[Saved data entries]

┄┄┄┄┄┄┄┄┄┄┄┄┄┄┄┄┄┄┄┄

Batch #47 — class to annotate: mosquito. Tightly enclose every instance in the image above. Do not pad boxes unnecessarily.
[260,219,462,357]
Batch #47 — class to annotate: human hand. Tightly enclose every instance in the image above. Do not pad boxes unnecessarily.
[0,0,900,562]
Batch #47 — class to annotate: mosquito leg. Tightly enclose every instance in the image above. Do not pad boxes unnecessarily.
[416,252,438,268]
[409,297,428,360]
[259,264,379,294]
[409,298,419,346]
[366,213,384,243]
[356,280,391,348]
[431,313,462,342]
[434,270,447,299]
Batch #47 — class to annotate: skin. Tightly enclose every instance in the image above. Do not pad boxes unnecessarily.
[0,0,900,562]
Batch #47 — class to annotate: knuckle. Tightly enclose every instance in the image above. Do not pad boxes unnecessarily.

┄┄┄┄┄┄┄┄┄┄┄┄┄┄┄┄┄┄┄┄

Reproduce every line of the listing above verbatim, from the first line through the last.

■ Output
Batch #47 — class to annotate: mosquito. Tightly enclose every instance in the image above. Do not pad boxes unnecessarily.
[260,219,462,357]
Batch #47 — class to annotate: human hand. Tightly enclose every instance in the image above. Do not pad boxes unnecessarily.
[0,0,900,562]
Batch #47 — class to annotate: mosquito leg. Tightly enclose every instance in the image above. Do not pad boxes unnecessarily.
[416,252,438,268]
[409,297,428,360]
[259,264,379,294]
[409,298,419,346]
[366,213,384,243]
[356,280,391,348]
[431,313,462,342]
[434,270,447,299]
Batch #47 — class to annotate: skin. Tightly enclose every instance in the image above. Do not pad boxes unnecessarily.
[0,0,900,562]
Batch #47 — class to annotate: knuckle. Tightly enclose every instance in the image above. Do not pad boxes unnecessarily.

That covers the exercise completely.